**SHORT EXERCISE**. Pick out and copy every line in the records below that contains the word "coffee". Case counts.

Image point annotation records
....................
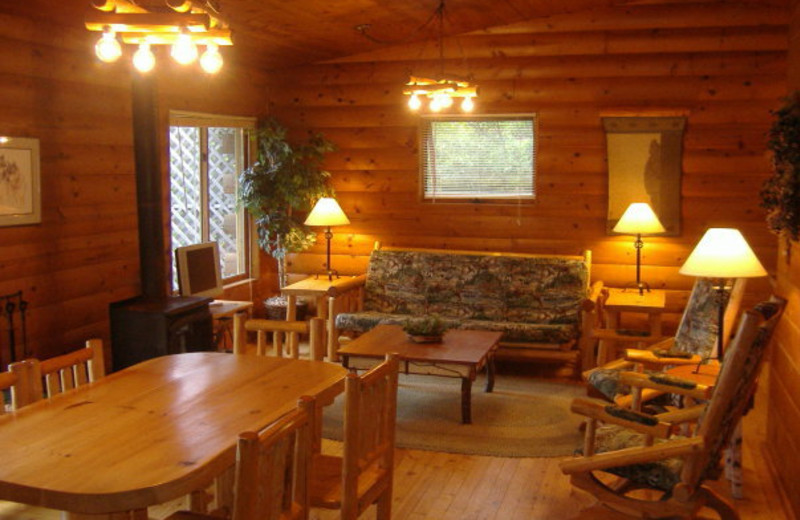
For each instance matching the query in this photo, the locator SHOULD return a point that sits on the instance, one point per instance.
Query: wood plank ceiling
(277, 33)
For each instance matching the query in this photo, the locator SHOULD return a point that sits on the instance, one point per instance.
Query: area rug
(523, 417)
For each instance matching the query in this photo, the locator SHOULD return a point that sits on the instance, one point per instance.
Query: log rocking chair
(636, 463)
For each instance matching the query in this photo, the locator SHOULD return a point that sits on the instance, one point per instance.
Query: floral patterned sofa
(535, 300)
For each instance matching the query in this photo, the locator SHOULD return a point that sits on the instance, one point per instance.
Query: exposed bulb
(143, 59)
(107, 47)
(184, 51)
(211, 60)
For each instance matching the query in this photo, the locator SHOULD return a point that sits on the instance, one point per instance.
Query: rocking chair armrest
(667, 384)
(638, 455)
(625, 417)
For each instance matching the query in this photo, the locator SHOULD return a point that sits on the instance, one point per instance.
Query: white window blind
(478, 157)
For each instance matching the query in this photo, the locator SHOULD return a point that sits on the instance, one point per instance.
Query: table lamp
(639, 219)
(722, 254)
(326, 212)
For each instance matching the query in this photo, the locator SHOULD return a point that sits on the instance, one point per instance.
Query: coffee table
(460, 354)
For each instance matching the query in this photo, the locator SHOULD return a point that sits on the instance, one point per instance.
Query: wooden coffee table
(461, 354)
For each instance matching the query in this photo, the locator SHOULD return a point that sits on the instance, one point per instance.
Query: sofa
(536, 301)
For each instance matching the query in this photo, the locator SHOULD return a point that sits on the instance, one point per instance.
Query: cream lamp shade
(723, 253)
(327, 212)
(639, 218)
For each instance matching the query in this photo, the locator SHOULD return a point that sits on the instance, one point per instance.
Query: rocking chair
(641, 452)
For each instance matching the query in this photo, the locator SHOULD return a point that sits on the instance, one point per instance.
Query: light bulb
(184, 51)
(447, 101)
(107, 47)
(143, 59)
(211, 60)
(467, 105)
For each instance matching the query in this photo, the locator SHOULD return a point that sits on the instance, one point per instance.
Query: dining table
(150, 433)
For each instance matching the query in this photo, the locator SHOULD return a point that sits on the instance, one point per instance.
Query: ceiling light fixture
(442, 91)
(181, 24)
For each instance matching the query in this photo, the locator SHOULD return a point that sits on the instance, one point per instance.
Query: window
(478, 157)
(206, 154)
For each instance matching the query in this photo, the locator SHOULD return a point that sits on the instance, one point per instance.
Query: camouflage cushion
(530, 299)
(661, 474)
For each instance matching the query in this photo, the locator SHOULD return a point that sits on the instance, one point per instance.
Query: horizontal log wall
(722, 66)
(84, 254)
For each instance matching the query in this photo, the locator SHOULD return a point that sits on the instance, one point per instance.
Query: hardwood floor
(442, 486)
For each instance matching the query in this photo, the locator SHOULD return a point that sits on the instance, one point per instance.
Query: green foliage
(780, 194)
(284, 179)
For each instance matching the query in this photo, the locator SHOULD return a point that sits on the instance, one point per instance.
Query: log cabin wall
(84, 254)
(783, 419)
(720, 64)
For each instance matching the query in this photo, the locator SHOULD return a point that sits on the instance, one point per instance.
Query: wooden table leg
(466, 400)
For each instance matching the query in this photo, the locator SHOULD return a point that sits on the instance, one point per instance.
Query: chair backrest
(698, 329)
(61, 373)
(733, 391)
(272, 468)
(369, 429)
(283, 333)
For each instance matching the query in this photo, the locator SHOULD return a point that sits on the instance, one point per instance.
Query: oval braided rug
(523, 417)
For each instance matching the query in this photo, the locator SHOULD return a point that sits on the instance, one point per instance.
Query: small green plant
(427, 326)
(780, 194)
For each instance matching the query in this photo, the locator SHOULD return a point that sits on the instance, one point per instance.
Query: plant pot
(277, 305)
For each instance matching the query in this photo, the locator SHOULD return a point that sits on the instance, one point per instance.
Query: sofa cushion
(511, 288)
(512, 331)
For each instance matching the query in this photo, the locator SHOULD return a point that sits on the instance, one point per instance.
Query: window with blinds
(478, 157)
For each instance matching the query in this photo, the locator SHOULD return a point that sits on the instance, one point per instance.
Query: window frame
(425, 122)
(204, 121)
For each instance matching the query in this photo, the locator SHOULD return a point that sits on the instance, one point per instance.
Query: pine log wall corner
(721, 65)
(84, 254)
(783, 421)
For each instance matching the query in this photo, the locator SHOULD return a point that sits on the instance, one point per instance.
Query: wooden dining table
(150, 433)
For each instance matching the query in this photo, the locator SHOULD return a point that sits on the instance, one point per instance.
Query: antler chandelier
(182, 24)
(442, 91)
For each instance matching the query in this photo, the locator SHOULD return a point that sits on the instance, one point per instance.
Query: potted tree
(283, 180)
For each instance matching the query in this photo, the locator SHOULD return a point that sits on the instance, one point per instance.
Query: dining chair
(272, 470)
(363, 475)
(285, 334)
(58, 374)
(643, 453)
(693, 343)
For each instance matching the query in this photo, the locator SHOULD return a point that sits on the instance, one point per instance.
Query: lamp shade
(327, 212)
(640, 219)
(723, 253)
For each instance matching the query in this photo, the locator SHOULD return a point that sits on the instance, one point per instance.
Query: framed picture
(20, 194)
(644, 165)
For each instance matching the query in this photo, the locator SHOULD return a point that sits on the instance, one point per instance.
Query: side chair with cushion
(364, 474)
(693, 343)
(284, 333)
(642, 451)
(272, 470)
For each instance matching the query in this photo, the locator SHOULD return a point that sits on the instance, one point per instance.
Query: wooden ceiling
(281, 33)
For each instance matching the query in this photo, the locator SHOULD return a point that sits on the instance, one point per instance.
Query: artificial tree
(285, 179)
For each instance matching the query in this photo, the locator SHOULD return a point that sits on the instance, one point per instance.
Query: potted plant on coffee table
(285, 179)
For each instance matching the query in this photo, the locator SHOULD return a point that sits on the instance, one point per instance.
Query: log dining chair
(284, 334)
(363, 475)
(272, 470)
(693, 343)
(58, 374)
(641, 453)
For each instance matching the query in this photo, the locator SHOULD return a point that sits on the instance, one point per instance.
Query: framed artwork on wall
(644, 165)
(20, 192)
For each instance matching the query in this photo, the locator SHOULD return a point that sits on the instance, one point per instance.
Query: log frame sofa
(541, 303)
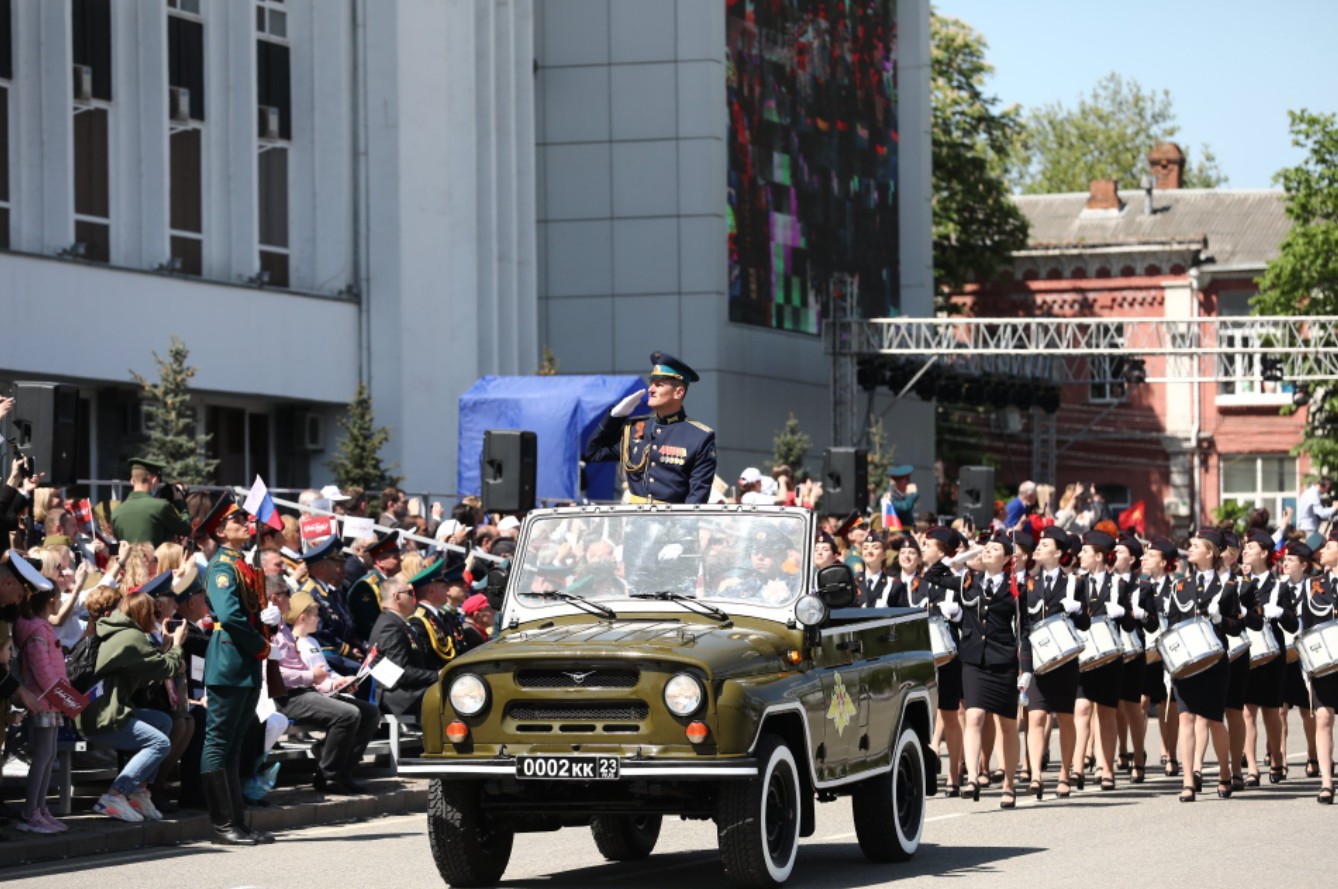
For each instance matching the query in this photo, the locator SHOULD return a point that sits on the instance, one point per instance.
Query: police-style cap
(24, 571)
(222, 508)
(329, 549)
(1131, 544)
(155, 587)
(186, 583)
(384, 545)
(1100, 541)
(666, 367)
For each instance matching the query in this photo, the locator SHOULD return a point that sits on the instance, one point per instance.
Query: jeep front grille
(559, 711)
(598, 678)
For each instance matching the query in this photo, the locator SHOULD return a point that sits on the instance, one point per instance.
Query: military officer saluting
(666, 457)
(364, 597)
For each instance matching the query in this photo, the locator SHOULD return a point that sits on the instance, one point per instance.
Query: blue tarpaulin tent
(561, 410)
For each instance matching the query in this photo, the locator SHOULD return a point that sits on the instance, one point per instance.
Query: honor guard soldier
(666, 457)
(143, 518)
(237, 654)
(364, 597)
(434, 623)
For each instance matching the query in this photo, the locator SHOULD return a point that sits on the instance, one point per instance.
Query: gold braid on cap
(626, 453)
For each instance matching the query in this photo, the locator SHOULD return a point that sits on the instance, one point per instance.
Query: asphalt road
(1132, 837)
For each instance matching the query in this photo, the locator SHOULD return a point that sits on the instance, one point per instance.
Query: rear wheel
(625, 837)
(757, 820)
(890, 809)
(467, 852)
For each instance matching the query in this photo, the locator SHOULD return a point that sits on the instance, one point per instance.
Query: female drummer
(1052, 694)
(1267, 682)
(992, 625)
(1318, 608)
(1251, 616)
(1203, 696)
(1295, 572)
(1159, 564)
(939, 591)
(1099, 688)
(1133, 593)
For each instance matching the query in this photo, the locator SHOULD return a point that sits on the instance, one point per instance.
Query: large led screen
....................
**ANSWER TO THE TASK**.
Query: coffee table
Query: wooden coffee table
Query: potted plant on coffee table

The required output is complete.